## ARBEITSAUFTRÄGE
A - Fassen Sie den Absatz im Textauszug, der mit »Die Heiligkeit der Bilder« beginnt, knapper zusammen. Die wichtigsten Aussagen sollen erhalten bleiben.
B - Führen Sie den Text über das Berührungsverbot im Museum nach seinem letzten Satz weiter.

## TEXTAUSZUG
* * * *

Das »Noli me tangere!« ist in der Geschichte des Christentums zu einem Imperativ geworden: Das Auge und das Ohr beanspruchen das Monopol auf die Realität, zugleich erschafft das Berührungsverbot die Sphäre des Heiligen, die Aura von Dingen und Werten, die dem profanen Gebrauch entzogen sind. Der wahrhaft Gläubige muss seinen Glauben nicht durch den niederen Tastsinn verfizieren, die Stimme und die Schrift sind genug. Lange Zeit misstraute das Christentum auch dem zur Sünde tendierenden Auge und damit den Bildern, doch mit der Aufhebung des Bilderverbotes setzte ein wahrer Bilderkult ein. Die Bilder wurden mit der Schrift zum Medium der Offenbarung.

Die Heiligkeit der Bilder spiegelt sich heute noch im Berührungsverbot von musealen Kunstwerken. Das Nolimetangere, das die Kunstwerke in Museen umgibt und schützt, leitet sich kulturgeschichtlich aus der Sphäre des Religiösen ab, in der Dinge aus der Sphäre des allgemeinen Gebrauchs in eine andere Sphäre abgesondert werden, die man das Heilige nennt. Für den italienischen Philosophen Giorgio Agamben entsprechen Museen heute dem, was früher Tempel waren und die Touristen den Pilgern, die in der Vergangenheit quer durch Europa von Heiligtum zu Heiligtum zogen. Der englische Schriftsteller und Kunstkritiker John Berger spricht von einer »Atmosphäre unechter Religiosität«, in die das Kunstwerk eingeschlossen ist. Tatsächlich ist in der sakralen Aura vieler Museen Andacht gewünscht, Schweigen wird beiläufig gefordert, um die ästhetisch reine Begegnung mit dem Kunstwerk zu ermöglichen und die Vollkommenheit der hohen Kunst von ihrem profanen Gebrauch zu scheiden. Fotografierverbote gelten fast überall - entweder aus Gründen des Urheberrechts, aus ökonomischen Überlegungen oder um die Aura nicht durch Blitzlichtgewitter zu stören. Die Kehrseite dieser Resakralisierung ist, daß einem gerade am Ort künstlerischer Freiheit der Zwang und die Kontrolle wiederbegegnen, denen man entfliehen möchte.

Werner Gassers Fotoserie »Verbotene Bilder« thematisiert diese Art der Präsentation und problematisiert damit auch die Institution Museum. Zu sehen ist eine Serie von Aufnahmen, die im Zeitraum 2004/05 in verschiedenen Ausstellungsräumen in Berlin und der näheren Umgebung, in Schlösser und Museen, zum Teil in Sonderausstellungen entstanden sind. Die Aufnahmen stammen aus dem »Jüdischen Museum, Berlin«, »Schloss Charlottenburg«, »Haus der Brandenburgischen Geschichte, Potsdam«, »Gemäldegalerie, Kulturforum Berlin« sowie der »Berlinschen Galerie«.

* * * *

## ANGEZEIGTE DATEN
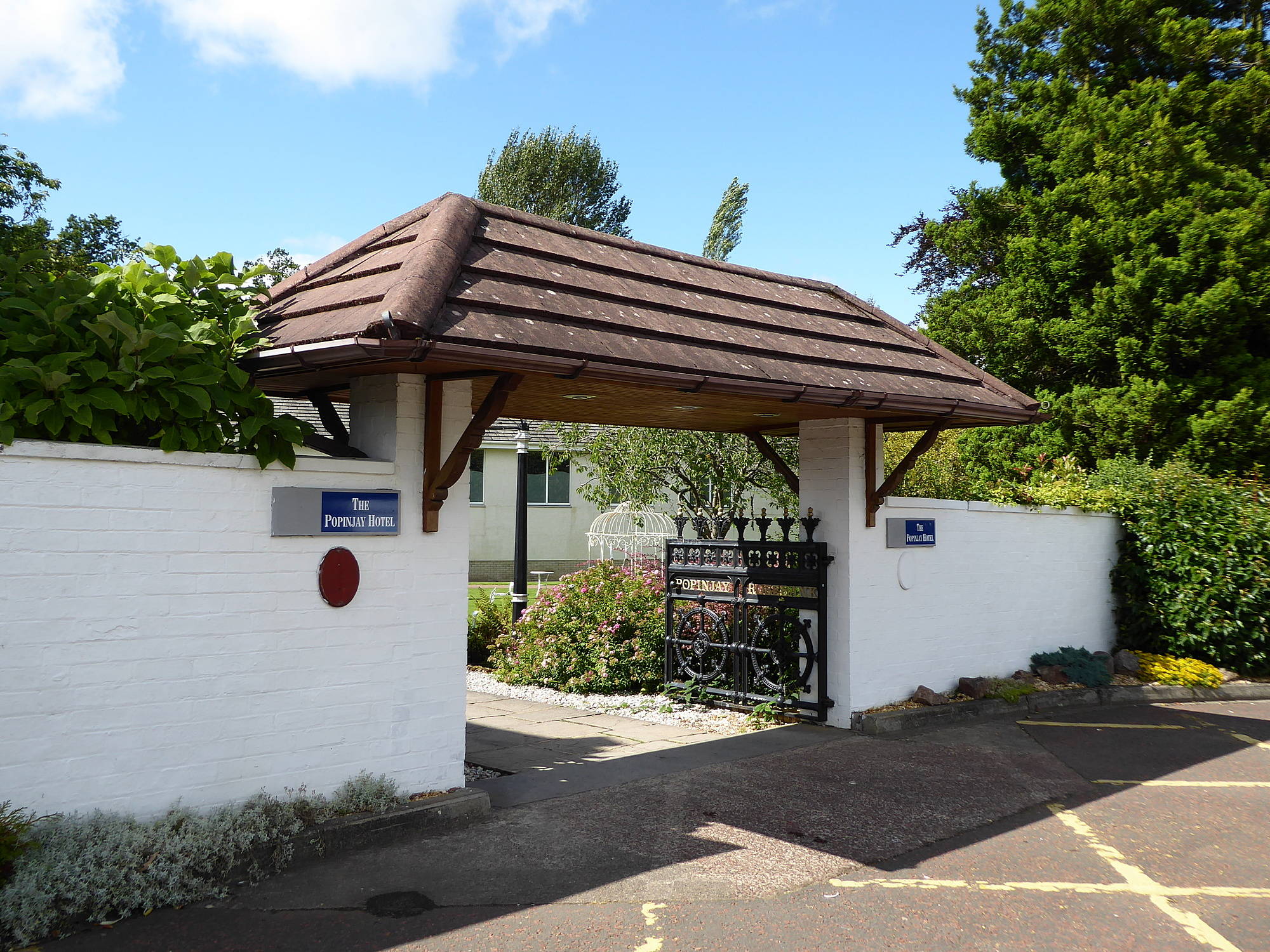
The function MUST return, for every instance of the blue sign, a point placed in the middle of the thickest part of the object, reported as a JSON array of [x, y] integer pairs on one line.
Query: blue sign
[[366, 513], [919, 532], [902, 534]]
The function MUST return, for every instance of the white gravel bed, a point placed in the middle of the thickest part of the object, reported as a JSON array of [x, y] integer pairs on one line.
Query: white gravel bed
[[657, 709], [472, 772]]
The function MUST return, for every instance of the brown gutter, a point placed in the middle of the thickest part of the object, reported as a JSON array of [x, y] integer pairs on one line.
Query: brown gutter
[[352, 352]]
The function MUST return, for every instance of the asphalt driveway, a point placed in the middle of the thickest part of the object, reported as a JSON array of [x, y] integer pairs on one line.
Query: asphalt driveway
[[1135, 828]]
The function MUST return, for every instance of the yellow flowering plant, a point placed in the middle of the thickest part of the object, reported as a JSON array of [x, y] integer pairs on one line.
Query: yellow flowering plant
[[1184, 672]]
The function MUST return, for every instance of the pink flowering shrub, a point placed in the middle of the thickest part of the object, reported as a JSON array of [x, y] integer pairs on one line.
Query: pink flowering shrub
[[601, 630]]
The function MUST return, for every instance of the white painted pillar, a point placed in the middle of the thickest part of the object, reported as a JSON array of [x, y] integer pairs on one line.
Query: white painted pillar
[[831, 478], [387, 417]]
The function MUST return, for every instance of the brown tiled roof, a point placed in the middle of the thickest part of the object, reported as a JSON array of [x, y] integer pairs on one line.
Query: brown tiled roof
[[476, 284]]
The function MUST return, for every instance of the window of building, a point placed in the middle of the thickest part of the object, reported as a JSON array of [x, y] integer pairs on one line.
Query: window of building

* * * *

## LÖSUNGEN
A - Das Berührungsverbot für Kunstwerke im Museum spiegelt die Heiligkeit der Bilder. Es stammt kulturgeschichtlich aus dem Religiösen, wo Dinge dem allgemeinen Gebrauch entzogen und als heilig abgesondert werden. Giorgio Agamben vergleicht Museen mit den früheren Tempeln und Touristen mit Pilgern. John Berger spricht von einer »Atmosphäre unechter Religiosität«. In vielen Museen sind Andacht und Schweigen erwünscht, damit man dem Kunstwerk ästhetisch rein begegnen kann. Fotografieren ist fast überall verboten, aus Gründen des Urheberrechts, aus ökonomischen Überlegungen oder um die Aura nicht durch Blitzlicht zu stören. Die Kehrseite davon ist, dass einem gerade am Ort künstlerischer Freiheit Zwang und Kontrolle wiederbegegnen.

B -
Alle diese Orte haben etwas gemeinsam: Entweder ist es generell verboten, die ausgestellten Exponate zu fotografieren oder äußerst unerwünscht! (Blicke des Wachpersonals!) Die Aufnahmen wurden deshalb ohne Stativ, ohne zusätzliche Lichtquellen, ohne Blitz, schnell aus dem Handgelenk heraus geschossen.
Der museale Charakter der Exponate wird in Gassers Fotografien durch die Dynamik des fotografischen Ausnahmezustandes konterkariert. Er inszeniert den diebischen Blick, den Querblick, der das Präsentierte anders wahrnimmt, als es gemeint ist. Damit bringt er ein reflexives Moment in die Wahrnehmung und zieht die geltende Raumordnung in Zweifel. Statt in der auratischen Einbettung aufzugehen, investiert er seine eigene Arbeit, um die Bilder aus den Sphären des Verbotes heraus zu holen und durch ihre Transponierung in die Sphäre des Weltlichen einen neuen Gebrauch für sie zu erfinden.
Kunst ist Handlung lautete das Credo der Performances und Happenings der Sechziger- und Siebzigerjahre, als man noch daran glaubte, dass es Weisen der Selbst-Bestimmung einmal gab und womöglich immer noch gibt. Das Gedächtnis der »Selbstkultur«, schreibt Michel Foucault, transportiert den Impuls, »uns von dem, was nicht in unserer Macht steht, zu dem, was in unserer Macht steht, hinzubewegen«.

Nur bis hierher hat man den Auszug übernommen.